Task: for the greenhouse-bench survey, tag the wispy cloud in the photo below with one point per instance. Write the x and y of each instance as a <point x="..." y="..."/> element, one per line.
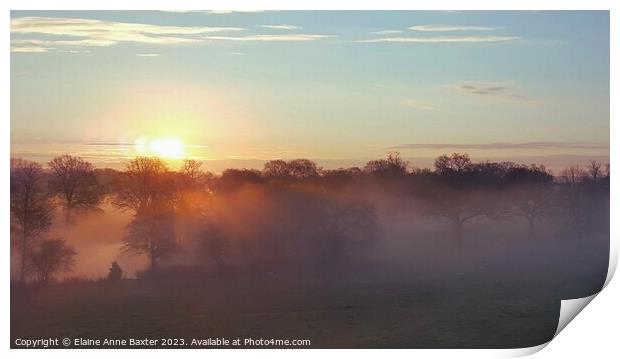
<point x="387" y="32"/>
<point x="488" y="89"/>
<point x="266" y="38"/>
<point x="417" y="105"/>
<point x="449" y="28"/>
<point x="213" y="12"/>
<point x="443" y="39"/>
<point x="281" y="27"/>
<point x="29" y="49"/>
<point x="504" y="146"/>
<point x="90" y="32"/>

> **Work to complete**
No pictures should appear in the copy, and each record above is to be returned exactly.

> **Task response**
Task: for the greenhouse-bench survey, tag the wispy cloud in the photo below with one point per instance. Write the x and y of each instance as a <point x="..." y="..."/> element, one per line.
<point x="387" y="32"/>
<point x="488" y="89"/>
<point x="266" y="38"/>
<point x="417" y="105"/>
<point x="449" y="28"/>
<point x="213" y="12"/>
<point x="443" y="39"/>
<point x="281" y="27"/>
<point x="29" y="49"/>
<point x="504" y="146"/>
<point x="90" y="32"/>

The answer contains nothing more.